## WORK ITEM:
Please return all lines of the data below containing the string "crowd".

*** EXERCISE INPUTS Section Begins ***

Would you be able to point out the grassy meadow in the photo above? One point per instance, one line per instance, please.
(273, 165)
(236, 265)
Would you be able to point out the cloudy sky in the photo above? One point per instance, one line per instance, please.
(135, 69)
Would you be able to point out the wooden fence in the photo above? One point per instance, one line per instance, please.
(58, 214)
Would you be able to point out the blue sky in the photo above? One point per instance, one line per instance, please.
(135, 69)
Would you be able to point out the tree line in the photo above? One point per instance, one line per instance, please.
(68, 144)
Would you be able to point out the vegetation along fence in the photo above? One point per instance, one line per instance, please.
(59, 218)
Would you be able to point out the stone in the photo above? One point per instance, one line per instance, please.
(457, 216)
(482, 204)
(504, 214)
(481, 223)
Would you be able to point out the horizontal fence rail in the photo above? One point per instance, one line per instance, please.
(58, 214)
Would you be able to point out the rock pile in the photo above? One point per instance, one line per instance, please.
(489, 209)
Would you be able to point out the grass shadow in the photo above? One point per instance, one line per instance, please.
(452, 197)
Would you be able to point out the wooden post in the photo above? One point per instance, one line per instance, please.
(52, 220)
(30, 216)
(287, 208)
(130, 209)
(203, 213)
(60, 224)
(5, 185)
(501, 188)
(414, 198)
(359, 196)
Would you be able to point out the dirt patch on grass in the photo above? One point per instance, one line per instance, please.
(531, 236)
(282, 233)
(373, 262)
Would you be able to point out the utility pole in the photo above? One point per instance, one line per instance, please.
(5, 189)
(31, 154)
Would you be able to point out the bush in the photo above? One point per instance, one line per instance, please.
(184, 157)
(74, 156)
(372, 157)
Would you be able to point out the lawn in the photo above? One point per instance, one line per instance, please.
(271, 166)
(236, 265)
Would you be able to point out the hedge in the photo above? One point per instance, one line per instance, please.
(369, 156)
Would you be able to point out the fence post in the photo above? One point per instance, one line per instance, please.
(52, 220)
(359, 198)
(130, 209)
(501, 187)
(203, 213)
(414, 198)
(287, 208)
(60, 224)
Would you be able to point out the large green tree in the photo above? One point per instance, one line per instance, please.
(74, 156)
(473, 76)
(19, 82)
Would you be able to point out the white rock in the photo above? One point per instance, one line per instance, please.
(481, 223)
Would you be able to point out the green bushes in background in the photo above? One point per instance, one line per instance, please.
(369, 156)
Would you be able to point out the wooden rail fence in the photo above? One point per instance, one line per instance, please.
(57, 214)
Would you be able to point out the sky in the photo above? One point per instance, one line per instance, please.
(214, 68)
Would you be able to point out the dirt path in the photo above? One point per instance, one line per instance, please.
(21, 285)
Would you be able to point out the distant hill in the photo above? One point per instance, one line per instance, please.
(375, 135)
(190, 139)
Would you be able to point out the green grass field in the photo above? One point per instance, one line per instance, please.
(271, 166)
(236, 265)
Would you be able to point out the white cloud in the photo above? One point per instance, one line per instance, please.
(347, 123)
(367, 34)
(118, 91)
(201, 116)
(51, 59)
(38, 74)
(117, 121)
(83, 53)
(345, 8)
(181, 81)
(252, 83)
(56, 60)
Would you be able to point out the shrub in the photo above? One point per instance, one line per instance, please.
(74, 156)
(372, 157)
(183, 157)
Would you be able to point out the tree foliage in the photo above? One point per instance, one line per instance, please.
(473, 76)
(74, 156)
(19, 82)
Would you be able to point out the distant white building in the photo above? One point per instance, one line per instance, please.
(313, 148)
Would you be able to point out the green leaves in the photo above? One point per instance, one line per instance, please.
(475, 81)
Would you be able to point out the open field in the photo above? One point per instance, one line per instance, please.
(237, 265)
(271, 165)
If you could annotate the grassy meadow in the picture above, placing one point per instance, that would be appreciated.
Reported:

*** EXERCISE INPUTS Section Ends ***
*** EXERCISE INPUTS Section Begins ***

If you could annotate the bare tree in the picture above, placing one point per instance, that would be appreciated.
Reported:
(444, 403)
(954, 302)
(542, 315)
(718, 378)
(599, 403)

*** EXERCISE INPUTS Section Ends ***
*** EXERCISE INPUTS Section Begins ***

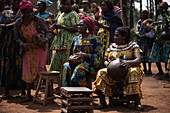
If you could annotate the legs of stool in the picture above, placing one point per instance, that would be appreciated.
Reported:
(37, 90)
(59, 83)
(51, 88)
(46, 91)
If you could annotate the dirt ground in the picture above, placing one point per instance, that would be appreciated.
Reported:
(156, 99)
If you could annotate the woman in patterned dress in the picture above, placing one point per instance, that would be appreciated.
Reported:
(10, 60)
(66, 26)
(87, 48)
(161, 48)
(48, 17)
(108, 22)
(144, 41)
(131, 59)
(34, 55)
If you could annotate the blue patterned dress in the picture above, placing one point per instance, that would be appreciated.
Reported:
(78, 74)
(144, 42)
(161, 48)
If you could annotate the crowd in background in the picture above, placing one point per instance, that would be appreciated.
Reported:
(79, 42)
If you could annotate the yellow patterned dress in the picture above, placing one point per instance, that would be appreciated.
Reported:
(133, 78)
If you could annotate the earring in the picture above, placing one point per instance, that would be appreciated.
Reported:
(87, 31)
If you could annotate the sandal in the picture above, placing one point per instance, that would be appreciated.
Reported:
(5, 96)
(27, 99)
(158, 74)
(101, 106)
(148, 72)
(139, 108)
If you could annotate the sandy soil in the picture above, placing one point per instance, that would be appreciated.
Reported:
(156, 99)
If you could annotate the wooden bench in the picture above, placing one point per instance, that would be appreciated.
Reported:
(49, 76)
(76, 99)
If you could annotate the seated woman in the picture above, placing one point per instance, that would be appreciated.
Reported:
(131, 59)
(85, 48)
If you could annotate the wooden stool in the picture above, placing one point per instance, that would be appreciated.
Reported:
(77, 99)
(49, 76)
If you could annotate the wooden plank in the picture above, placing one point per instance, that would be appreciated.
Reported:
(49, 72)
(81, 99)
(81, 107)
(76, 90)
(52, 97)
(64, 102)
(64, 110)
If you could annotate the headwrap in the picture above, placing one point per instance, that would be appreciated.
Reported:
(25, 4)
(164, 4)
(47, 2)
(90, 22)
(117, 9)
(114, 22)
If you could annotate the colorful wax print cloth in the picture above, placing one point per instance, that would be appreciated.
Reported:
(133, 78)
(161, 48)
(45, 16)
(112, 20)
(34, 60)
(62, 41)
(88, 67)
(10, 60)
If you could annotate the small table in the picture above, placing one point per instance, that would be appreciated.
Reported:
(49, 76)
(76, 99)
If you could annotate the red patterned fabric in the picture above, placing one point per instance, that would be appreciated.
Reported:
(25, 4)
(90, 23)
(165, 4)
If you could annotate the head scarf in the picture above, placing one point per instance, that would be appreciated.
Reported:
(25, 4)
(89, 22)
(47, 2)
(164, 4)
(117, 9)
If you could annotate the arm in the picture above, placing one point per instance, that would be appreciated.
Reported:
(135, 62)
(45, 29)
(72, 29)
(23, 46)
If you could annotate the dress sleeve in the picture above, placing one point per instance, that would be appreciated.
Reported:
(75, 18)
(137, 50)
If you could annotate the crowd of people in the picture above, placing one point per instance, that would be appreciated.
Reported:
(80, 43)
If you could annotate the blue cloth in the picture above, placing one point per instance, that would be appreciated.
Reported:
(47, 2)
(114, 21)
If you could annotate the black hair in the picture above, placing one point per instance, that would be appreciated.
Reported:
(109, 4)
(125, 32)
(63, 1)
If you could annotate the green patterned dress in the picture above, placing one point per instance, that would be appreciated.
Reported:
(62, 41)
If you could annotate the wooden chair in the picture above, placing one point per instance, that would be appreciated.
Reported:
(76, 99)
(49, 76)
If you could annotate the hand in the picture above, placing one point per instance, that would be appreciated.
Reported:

*** EXERCISE INPUTS Section Ends ***

## TASK RESULT:
If you could annotate the crowd in background in the picture above, placing one point per instance, that would be appreciated.
If you could annotate the crowd of people in the picture above, placing one point per instance, that would be appreciated.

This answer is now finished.